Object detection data
>>>

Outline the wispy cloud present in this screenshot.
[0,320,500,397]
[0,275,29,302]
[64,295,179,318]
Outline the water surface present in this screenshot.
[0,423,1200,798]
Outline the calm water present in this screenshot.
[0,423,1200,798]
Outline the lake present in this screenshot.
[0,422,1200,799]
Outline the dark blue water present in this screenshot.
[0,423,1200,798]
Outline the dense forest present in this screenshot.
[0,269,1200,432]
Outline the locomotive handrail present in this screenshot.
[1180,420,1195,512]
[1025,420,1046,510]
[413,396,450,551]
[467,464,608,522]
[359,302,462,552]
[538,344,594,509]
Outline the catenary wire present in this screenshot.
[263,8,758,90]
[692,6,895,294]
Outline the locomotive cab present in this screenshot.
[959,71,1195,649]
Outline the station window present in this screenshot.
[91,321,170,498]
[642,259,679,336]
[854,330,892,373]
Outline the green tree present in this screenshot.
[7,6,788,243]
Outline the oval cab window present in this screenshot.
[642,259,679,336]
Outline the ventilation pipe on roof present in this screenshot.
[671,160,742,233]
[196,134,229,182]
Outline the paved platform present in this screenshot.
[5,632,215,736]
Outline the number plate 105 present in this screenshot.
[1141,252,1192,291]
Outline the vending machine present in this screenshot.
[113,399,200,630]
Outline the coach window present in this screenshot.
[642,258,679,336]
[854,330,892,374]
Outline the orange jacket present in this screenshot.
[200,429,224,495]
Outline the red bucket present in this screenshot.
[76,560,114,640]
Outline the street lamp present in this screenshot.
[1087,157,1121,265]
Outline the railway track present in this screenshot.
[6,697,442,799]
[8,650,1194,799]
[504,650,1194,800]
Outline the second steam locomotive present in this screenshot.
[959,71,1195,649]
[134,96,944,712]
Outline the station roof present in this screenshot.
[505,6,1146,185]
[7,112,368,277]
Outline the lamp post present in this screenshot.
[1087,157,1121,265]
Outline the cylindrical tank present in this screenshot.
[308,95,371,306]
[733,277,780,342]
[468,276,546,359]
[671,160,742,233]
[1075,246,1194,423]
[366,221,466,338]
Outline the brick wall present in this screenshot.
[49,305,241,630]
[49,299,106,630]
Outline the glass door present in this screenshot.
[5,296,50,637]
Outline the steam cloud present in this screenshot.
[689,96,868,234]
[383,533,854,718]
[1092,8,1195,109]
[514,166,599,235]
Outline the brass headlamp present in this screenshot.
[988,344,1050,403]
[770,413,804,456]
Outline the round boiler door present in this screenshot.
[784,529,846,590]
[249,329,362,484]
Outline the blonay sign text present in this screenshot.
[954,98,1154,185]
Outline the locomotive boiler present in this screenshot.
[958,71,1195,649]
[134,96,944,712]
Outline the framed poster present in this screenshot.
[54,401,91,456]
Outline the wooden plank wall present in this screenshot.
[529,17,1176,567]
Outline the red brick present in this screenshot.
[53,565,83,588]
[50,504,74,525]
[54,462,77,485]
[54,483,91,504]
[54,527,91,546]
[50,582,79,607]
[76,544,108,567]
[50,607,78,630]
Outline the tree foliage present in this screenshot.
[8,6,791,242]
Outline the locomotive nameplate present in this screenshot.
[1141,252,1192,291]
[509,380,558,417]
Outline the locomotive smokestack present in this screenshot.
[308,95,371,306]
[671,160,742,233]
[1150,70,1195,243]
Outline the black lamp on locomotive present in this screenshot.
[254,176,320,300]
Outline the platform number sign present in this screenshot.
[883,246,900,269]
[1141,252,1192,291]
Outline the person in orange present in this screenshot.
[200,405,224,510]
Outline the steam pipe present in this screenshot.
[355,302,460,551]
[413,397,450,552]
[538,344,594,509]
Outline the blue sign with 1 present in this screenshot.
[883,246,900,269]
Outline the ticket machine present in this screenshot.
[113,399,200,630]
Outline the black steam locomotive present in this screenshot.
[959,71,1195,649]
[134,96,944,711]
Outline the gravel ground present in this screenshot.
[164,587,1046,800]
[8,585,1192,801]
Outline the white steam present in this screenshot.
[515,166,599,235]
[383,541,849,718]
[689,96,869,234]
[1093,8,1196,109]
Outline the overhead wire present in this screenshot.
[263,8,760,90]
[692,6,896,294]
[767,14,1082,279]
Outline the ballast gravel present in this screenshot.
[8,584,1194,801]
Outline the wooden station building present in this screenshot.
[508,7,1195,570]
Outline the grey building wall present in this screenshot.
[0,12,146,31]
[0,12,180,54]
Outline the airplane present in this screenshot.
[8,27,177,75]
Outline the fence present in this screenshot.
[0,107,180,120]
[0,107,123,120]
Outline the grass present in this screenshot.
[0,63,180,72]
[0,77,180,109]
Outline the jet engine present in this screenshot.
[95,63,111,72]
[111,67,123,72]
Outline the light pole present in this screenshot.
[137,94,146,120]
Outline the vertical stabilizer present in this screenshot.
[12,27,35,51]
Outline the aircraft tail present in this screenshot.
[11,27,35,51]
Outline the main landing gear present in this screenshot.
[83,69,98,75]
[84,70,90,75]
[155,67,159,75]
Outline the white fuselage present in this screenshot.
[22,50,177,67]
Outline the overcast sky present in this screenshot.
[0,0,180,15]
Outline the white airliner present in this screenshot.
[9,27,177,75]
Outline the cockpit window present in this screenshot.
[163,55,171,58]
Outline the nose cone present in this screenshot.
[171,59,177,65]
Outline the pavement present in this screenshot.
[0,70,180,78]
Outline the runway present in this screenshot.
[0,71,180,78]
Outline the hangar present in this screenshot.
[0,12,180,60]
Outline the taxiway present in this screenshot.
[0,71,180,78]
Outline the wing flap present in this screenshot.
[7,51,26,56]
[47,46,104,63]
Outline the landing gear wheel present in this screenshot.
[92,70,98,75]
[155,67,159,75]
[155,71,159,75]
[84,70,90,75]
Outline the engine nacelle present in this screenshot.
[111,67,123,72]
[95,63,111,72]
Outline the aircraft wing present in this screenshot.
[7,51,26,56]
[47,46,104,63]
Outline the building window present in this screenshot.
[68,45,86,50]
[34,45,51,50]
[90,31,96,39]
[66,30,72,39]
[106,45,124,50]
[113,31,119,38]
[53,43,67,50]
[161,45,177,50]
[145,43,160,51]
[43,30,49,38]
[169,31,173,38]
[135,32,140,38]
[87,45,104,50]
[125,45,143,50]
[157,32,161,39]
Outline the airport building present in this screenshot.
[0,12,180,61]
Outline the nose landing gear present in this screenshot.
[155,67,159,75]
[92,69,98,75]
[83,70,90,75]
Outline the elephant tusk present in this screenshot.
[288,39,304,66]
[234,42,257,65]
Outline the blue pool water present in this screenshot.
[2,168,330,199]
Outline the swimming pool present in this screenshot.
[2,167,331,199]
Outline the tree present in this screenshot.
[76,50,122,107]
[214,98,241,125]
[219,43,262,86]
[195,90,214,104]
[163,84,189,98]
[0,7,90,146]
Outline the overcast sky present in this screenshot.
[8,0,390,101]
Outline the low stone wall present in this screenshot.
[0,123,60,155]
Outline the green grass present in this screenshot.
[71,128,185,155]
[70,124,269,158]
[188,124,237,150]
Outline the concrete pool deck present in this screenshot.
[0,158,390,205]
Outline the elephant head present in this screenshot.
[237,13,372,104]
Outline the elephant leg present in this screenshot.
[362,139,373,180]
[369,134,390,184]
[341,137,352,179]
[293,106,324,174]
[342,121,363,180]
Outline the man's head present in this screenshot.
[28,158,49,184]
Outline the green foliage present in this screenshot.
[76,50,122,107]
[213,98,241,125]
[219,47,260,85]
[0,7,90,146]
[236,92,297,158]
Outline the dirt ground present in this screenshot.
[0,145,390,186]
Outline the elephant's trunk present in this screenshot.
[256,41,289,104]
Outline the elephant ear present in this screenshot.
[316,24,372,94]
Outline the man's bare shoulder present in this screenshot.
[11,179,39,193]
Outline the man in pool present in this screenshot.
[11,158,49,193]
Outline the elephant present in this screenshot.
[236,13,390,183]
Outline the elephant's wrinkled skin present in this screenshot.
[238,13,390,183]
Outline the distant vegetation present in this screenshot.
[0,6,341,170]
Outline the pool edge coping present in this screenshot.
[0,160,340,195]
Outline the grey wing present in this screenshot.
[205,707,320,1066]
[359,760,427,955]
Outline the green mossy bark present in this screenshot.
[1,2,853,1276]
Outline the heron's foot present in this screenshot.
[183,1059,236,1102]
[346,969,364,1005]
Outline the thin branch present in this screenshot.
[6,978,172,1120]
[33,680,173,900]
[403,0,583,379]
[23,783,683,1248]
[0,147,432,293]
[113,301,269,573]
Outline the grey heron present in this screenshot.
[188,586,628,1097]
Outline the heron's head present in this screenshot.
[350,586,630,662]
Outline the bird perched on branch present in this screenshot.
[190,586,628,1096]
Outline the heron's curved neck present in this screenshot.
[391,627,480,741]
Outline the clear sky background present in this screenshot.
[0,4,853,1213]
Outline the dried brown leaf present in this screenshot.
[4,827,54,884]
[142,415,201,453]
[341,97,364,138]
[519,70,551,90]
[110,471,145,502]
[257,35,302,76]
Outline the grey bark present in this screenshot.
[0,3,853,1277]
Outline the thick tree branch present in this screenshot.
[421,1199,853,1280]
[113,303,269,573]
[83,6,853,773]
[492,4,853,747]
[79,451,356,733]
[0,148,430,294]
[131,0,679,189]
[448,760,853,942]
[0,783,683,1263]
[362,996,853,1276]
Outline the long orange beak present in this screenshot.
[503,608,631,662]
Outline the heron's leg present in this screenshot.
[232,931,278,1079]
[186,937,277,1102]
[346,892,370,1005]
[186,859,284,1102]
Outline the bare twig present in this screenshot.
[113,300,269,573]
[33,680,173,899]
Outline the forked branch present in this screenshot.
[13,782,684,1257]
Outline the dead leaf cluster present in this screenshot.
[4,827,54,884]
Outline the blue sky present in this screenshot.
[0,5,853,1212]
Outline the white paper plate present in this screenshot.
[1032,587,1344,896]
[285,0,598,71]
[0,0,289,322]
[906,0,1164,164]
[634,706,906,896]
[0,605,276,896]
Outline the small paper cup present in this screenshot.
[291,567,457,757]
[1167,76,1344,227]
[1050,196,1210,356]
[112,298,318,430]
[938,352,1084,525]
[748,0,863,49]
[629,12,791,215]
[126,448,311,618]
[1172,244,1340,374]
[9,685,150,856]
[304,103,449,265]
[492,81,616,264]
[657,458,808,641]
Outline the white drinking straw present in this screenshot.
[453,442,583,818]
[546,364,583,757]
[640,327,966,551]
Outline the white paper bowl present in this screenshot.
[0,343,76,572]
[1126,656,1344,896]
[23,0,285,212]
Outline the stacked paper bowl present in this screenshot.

<<<

• WORK TO COMPLETE: Reproduce everything from the start of the entries down to the line containing "[0,422,1200,799]", substituting "Highlight" for each occurrence of "Outline" and leaving all else unchanged.

• OUTPUT FOR THIS EXERCISE:
Highlight the wispy cloud present in this screenshot.
[0,320,500,397]
[0,275,29,302]
[64,295,179,318]
Highlight the water surface present in this screenshot.
[0,423,1200,798]
Highlight the calm water present in this screenshot.
[0,423,1200,798]
Highlight the lake present in this screenshot.
[0,422,1200,799]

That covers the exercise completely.